> Istruzioni:
1. Risponda alle seguenti domande basandosi sul testo sulla giustizia riparativa.
(a) Presso quale procura ricopre l'incarico di Sostituto Procuratore della Repubblica l'autore del testo?
(b) A chi è affidato il giudizio di fattibilità del programma riparativo?
(c) Le dichiarazioni rese dall'imputato nello spazio di dialogo possono essere utilizzate nel giudizio penale?
2. Trascriva fedelmente la parte del testo sulla giustizia riparativa che si apre con le parole "Ben si comprende, allora, come" e si chiude con "quella sede dall’imputato.".

> Brano di testo:

Giustizia riparativa: un nuovo percorso per la risoluzione dei conflitti penali
Le riflessioni del Centro Studi

Di Stefano Musolino – Sostituto Procuratore della Repubblica di Reggio Calabria, Segretario nazionale di Magistratura democratica
Un rimedio a quanto trattato in precedenza è offerto dal successivo giudizio di fattibilità del programma riparativo, affidato ai mediatori che, collocati in posizione di equi-prossimità, tra presunto autore del fatto e vittima sono chiamati a valutare la sussistenza dei presupposti per avviarlo, dopo una serie di colloqui preliminari. Il concetto di equi-prossimità e non equi-distanza, esprime bene l’azione dei mediatori, veri e propri registi dal dialogo riparativo, che devono immergersi nel conflitto, approssimandosi alle parti coinvolte per aiutarle a riconoscersi e andare oltre la sofferenza generata dal reato, con una conclusione del percorso che le trovi d’accordo per un esito dichiarativo (simbolico) o prestazionale (materiale) positivo.
Ben si comprende, allora, come lo spazio per il dialogo delle parti sia non solo garantito da confidenzialità e riservatezza, ma sia anche neutro ai fini del giudizio di responsabilità penale, non potendo interferire affatto con quest’ultimo, neppure in caso di suo esito negativo e non potendo essere utilizzate nel giudizio penale le dichiarazioni rese in quella sede dall’imputato.
Offerto uno sguardo sintetico sull’istituto, qualche considerazione finale può essere utile a comprendere le nuove sfide che si aprono per gli attori del processo penale.

> Contenuto dei record:
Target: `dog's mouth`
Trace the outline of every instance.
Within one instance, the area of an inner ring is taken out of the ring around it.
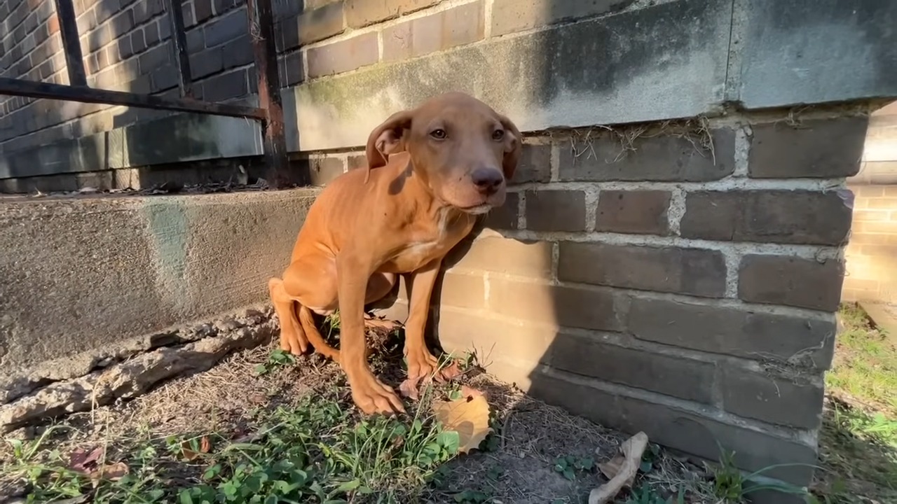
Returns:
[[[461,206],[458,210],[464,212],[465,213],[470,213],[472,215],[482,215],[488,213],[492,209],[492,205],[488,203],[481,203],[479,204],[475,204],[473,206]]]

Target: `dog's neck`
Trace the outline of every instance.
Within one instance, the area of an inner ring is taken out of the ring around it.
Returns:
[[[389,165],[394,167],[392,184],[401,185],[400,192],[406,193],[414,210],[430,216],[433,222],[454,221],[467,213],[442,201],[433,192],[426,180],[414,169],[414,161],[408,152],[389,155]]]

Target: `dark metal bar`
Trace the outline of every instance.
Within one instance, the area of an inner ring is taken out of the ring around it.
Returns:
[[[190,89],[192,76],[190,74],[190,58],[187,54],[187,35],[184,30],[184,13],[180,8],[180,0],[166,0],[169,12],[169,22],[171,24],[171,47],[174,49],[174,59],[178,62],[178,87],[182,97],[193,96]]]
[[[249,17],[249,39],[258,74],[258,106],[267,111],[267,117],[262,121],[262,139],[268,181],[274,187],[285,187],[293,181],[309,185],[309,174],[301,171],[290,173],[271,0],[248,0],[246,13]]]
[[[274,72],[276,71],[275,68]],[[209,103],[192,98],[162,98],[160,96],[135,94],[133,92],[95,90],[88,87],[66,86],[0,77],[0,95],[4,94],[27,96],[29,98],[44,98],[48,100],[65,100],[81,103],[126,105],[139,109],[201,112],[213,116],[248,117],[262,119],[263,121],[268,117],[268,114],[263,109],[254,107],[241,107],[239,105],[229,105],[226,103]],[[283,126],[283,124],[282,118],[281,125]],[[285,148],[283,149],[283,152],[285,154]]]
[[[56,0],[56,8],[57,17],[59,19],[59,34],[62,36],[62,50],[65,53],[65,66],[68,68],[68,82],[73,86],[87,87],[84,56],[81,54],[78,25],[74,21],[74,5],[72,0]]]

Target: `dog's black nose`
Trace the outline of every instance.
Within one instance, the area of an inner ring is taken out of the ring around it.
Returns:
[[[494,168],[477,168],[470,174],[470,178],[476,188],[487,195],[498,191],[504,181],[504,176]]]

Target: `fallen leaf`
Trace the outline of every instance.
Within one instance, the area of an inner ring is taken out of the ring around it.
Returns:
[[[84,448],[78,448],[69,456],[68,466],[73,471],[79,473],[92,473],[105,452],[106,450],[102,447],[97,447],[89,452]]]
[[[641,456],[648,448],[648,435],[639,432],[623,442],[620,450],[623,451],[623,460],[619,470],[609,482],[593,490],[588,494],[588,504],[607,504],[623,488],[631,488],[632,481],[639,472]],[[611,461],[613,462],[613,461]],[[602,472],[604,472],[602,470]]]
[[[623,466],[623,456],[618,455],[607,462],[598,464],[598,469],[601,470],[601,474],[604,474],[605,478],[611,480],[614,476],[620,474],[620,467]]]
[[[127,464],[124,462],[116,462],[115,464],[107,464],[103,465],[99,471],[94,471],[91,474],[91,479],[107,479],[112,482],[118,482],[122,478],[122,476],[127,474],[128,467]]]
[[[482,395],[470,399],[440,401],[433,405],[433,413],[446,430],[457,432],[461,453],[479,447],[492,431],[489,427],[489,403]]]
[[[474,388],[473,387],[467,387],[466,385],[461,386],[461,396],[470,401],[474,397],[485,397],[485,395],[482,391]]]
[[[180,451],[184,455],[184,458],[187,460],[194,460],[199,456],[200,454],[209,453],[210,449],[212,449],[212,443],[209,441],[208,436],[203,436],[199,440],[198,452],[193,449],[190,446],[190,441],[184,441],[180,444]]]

> Soluzioni:
1.
(a) Presso la procura di Reggio Calabria.
(b) Ai mediatori.
(c) No, non possono essere utilizzate nel giudizio penale.

2.
Ben si comprende, allora, come lo spazio per il dialogo delle parti sia non solo garantito da confidenzialità e riservatezza, ma sia anche neutro ai fini del giudizio di responsabilità penale, non potendo interferire affatto con quest’ultimo, neppure in caso di suo esito negativo e non potendo essere utilizzate nel giudizio penale le dichiarazioni rese in quella sede dall’imputato.